Task material:
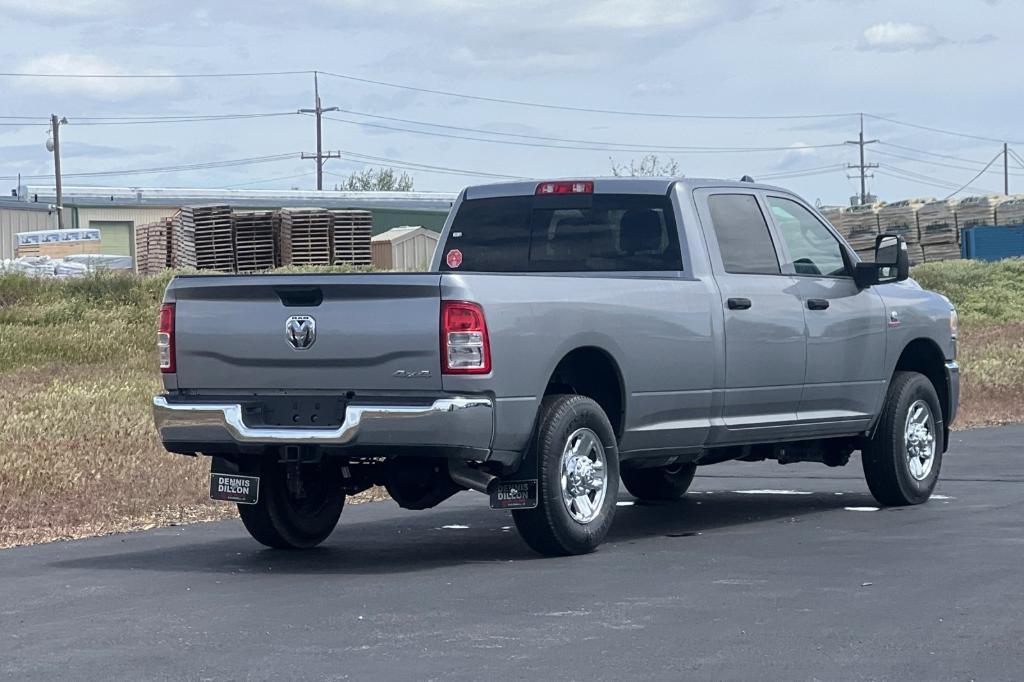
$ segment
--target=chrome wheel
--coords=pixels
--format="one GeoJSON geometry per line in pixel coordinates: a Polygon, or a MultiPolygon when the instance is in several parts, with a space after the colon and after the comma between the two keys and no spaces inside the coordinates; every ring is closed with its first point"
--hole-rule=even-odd
{"type": "Polygon", "coordinates": [[[577,523],[587,524],[601,514],[607,494],[604,445],[590,429],[576,429],[565,442],[561,473],[562,503],[577,523]]]}
{"type": "Polygon", "coordinates": [[[923,481],[935,463],[935,419],[923,400],[916,400],[907,410],[903,429],[907,448],[907,465],[914,480],[923,481]]]}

Work item: Drop the images and transcribe the entries above exactly.

Answer to the problem:
$ segment
--target=chrome wheel
--coords=pixels
--format="one GeoJSON geometry per line in pixel coordinates: a Polygon, or a MultiPolygon when the instance is in several parts, with a space after the colon and after the comma between the two keys and no spaces inside the coordinates; every ring is closed with its first point"
--hole-rule=even-odd
{"type": "Polygon", "coordinates": [[[577,523],[587,524],[601,514],[607,494],[604,445],[590,429],[576,429],[565,442],[561,473],[562,503],[577,523]]]}
{"type": "Polygon", "coordinates": [[[923,481],[935,463],[935,419],[923,400],[916,400],[907,410],[903,429],[907,448],[907,465],[914,480],[923,481]]]}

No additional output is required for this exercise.